TEXTAUSZUG

====

Im Einzelnen geht es um den Wirkstoff Alemtuzumab, Handelsname Campath, zuerst zugelassen für die Anwendung bei einer seltenen Form der Leukämie, sowie um das seit 1995 mit der Indikation Schuppenflechte auf dem Markt befindliche Dimethylfumarat. Für beide Wirkstoffe zeigte sich im Laufe der Zeit, dass sie gegen Multiple Sklerose wirksam sind. Das veranlasste die Hersteller, die Präparate mit den ursprünglichen Indikationen vom Markt zu nehmen und eine neue Zulassung für die Anwendung bei Multipler Sklerose zu beantragen.

====

AUFGABE 1
Schreib ein Stück aus dem Textauszug noch einmal ab und tausch dabei „Schuppenflechte" gegen „Psoriasis". Fang bei den Worten „Im Einzelnen geht" an und hör nach „Sklerose zu beantragen." auf.
AUFGABE 2
Nenne alle Krankheiten, die im Textauszug vorkommen.

====

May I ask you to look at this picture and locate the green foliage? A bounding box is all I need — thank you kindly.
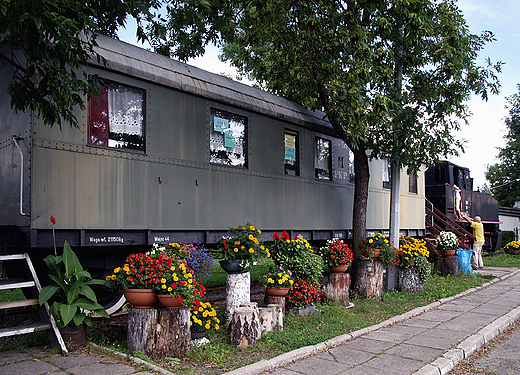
[216,223,270,262]
[39,241,109,327]
[502,230,516,248]
[0,0,158,127]
[486,84,520,207]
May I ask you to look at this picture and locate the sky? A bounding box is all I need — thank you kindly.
[119,0,520,190]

====

ERGEBNIS 1
Im Einzelnen geht es um den Wirkstoff Alemtuzumab, Handelsname Campath, zuerst zugelassen für die Anwendung bei einer seltenen Form der Leukämie, sowie um das seit 1995 mit der Indikation Psoriasis auf dem Markt befindliche Dimethylfumarat. Für beide Wirkstoffe zeigte sich im Laufe der Zeit, dass sie gegen Multiple Sklerose wirksam sind. Das veranlasste die Hersteller, die Präparate mit den ursprünglichen Indikationen vom Markt zu nehmen und eine neue Zulassung für die Anwendung bei Multipler Sklerose zu beantragen.

ERGEBNIS 2
eine seltene Form der Leukämie, Schuppenflechte, Multiple Sklerose